Records held in a dataset:
※ ※ ※

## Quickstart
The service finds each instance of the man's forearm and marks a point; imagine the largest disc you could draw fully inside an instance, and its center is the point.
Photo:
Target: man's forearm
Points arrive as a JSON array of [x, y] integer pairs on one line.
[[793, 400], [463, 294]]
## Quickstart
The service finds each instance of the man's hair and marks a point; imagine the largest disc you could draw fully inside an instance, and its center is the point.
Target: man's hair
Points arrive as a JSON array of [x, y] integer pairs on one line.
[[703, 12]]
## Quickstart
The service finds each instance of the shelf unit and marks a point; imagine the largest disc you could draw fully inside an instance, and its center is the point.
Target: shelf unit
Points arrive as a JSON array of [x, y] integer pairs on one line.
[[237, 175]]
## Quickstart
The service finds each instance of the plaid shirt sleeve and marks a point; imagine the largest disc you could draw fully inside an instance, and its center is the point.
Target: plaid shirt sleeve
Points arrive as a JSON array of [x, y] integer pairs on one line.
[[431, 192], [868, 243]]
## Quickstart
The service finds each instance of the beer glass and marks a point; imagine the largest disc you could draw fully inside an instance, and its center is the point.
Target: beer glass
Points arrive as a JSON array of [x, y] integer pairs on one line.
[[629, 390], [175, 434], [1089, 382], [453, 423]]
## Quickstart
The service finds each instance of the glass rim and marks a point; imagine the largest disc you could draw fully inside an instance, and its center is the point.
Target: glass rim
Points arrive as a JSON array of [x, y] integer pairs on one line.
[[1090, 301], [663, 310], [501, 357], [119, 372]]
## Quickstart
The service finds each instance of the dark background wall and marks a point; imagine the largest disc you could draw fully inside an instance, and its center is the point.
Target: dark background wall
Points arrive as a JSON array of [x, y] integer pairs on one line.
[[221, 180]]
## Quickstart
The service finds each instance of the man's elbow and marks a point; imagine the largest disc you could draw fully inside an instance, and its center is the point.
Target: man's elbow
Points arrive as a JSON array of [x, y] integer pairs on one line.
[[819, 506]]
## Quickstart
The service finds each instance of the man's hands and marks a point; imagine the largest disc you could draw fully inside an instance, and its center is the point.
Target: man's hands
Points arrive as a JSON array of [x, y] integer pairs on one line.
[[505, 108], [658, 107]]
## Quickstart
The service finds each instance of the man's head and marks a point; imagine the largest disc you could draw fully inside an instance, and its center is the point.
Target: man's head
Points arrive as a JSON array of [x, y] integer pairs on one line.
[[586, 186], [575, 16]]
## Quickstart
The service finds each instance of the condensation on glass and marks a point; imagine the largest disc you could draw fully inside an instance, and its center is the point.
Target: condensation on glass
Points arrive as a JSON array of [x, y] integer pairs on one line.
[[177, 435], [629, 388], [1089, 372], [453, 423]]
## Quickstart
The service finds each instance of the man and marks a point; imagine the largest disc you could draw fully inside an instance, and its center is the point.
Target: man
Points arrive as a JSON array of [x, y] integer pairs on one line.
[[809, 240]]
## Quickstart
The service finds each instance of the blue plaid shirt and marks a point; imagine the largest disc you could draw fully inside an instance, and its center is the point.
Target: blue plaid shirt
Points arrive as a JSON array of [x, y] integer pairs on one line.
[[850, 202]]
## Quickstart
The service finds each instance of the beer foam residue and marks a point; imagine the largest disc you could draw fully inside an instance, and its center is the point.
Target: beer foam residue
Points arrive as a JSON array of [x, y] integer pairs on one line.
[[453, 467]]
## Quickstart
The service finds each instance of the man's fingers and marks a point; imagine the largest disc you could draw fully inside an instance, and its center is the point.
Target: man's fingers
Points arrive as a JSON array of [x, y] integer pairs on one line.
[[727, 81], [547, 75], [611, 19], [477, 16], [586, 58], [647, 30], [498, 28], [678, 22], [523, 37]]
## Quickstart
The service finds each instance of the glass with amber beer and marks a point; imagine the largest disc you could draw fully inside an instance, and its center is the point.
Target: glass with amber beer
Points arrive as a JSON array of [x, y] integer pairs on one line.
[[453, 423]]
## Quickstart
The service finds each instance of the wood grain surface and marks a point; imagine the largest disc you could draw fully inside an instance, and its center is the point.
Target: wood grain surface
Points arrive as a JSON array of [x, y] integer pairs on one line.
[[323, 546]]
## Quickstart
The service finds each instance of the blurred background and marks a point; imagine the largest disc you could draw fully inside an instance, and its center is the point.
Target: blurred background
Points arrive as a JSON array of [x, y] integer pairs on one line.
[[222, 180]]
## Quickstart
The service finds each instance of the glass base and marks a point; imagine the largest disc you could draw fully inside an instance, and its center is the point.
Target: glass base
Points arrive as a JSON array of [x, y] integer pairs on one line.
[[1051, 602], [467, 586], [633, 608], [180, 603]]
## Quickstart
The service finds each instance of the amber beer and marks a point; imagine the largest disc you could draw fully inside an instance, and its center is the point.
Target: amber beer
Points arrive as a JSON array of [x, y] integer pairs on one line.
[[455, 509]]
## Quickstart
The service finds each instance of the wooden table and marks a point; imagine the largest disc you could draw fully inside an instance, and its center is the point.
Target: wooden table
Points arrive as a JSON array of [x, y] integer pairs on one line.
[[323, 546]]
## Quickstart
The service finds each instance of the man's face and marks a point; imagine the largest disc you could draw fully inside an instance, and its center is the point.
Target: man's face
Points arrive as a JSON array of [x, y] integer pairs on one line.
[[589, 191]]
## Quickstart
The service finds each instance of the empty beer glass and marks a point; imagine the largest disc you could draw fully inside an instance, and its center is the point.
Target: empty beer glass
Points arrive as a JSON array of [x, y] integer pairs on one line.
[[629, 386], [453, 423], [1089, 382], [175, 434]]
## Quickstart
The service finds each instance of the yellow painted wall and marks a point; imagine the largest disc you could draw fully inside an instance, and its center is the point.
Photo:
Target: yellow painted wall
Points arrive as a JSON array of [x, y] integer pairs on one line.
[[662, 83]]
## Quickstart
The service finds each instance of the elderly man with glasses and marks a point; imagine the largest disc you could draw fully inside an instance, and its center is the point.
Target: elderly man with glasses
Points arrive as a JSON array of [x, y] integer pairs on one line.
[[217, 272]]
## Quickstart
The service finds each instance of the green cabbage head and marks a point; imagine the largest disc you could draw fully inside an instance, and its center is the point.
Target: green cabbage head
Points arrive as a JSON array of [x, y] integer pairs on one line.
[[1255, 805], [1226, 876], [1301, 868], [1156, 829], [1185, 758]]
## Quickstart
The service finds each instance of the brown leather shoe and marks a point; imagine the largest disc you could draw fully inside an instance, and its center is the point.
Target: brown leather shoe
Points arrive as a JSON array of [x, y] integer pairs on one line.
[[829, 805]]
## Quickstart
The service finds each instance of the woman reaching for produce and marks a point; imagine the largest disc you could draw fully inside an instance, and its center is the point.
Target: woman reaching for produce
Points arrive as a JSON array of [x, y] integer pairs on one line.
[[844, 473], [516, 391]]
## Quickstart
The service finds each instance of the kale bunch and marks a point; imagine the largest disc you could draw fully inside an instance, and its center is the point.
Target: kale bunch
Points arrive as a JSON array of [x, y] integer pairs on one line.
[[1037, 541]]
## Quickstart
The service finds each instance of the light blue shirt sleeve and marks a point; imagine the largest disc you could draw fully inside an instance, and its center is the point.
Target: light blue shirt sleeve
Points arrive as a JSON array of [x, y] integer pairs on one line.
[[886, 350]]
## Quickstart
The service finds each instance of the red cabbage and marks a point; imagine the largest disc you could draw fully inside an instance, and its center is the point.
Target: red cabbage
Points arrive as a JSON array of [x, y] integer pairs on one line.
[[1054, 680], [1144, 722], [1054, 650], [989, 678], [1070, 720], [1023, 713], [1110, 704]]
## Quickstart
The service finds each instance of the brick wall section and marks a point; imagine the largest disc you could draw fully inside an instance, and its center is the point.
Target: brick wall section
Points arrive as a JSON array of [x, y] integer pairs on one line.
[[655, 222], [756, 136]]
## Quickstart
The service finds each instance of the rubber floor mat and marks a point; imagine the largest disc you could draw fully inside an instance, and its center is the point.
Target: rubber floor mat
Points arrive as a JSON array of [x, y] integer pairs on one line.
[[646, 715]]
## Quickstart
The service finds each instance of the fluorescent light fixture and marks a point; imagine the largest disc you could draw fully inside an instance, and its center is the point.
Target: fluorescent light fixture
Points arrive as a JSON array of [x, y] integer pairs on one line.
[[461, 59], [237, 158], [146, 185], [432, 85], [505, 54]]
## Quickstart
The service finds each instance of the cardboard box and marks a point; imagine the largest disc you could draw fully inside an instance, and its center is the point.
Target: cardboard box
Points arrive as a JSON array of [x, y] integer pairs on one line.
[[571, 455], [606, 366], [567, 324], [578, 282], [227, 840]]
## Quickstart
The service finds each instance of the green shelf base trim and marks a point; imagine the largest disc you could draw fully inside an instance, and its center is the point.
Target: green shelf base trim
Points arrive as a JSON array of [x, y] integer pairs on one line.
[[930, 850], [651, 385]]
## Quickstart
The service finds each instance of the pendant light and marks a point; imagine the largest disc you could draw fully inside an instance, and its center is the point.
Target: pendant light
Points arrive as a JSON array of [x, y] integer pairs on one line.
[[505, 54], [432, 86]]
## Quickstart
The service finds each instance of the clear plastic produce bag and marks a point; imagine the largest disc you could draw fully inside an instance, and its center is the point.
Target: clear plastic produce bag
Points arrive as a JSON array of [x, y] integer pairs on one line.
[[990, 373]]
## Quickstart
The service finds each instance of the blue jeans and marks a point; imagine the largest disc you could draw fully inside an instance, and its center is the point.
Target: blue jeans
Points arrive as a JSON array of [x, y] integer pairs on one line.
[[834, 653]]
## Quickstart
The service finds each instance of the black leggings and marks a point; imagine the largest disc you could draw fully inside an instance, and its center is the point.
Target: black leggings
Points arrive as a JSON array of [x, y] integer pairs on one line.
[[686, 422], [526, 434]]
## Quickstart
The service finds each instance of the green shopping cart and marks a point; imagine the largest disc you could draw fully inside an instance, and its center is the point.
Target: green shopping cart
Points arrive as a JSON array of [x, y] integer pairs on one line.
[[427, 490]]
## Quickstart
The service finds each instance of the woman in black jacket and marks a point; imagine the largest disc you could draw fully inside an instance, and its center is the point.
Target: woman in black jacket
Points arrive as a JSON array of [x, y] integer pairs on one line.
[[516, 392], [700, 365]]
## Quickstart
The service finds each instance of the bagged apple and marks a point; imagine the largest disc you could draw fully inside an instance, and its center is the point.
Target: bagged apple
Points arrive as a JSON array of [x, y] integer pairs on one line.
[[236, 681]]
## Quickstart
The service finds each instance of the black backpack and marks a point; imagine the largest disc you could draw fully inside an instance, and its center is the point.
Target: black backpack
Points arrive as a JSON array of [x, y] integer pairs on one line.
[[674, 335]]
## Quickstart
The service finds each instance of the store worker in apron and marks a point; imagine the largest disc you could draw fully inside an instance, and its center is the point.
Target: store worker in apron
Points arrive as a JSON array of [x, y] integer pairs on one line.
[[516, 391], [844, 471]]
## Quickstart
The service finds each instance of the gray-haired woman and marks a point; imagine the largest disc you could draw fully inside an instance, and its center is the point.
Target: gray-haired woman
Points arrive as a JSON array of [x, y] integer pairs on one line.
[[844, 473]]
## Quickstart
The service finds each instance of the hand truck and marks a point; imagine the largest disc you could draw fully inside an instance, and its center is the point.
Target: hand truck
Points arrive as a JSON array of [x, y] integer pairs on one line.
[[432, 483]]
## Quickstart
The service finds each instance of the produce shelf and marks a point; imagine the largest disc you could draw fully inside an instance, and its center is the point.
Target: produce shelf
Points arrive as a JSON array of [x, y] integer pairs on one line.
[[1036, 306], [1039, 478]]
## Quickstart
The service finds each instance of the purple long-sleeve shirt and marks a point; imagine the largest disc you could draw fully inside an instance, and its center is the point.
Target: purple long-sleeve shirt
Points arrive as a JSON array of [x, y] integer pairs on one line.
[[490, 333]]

※ ※ ※

◆ **Instructions to follow**:
Rewrite the stretch of material from its first line through the line containing "[[431, 192], [868, 243]]" as a Markdown table. Use the columns n and Line, give each line its own row, and leave out blank lines.

◆ **Solution**:
| n | Line |
|---|---|
| 1 | ## Quickstart |
| 2 | The service finds each instance of the man's forearm and marks a point; imagine the largest disc you could draw fully inside an instance, and its center is the point. |
| 3 | Photo: |
| 4 | Target: man's forearm |
| 5 | Points arrive as a JSON array of [x, y] integer pairs on one line. |
| 6 | [[793, 400], [463, 294]] |
| 7 | ## Quickstart |
| 8 | The service finds each instance of the man's hair and marks a point; imagine the largest disc you could draw fully inside an instance, and its center is the point. |
| 9 | Target: man's hair |
| 10 | Points arrive as a JSON array of [x, y] integer pairs on one line. |
| 11 | [[703, 12]] |
| 12 | ## Quickstart |
| 13 | The service finds each instance of the shelf unit and marks a point; imagine the largest disc you could draw fully inside an instance, and its center is the point. |
| 14 | Target: shelf unit |
| 15 | Points arrive as a JSON array of [x, y] integer pairs on one line. |
| 16 | [[237, 175]] |
| 17 | ## Quickstart |
| 18 | The service finds each instance of the plaid shirt sleeve and marks a point; imagine the largest disc you could draw fully inside an instance, and its center is the point. |
| 19 | Target: plaid shirt sleeve |
| 20 | Points arrive as a JSON array of [x, y] integer pairs on one line. |
| 21 | [[431, 192], [868, 243]] |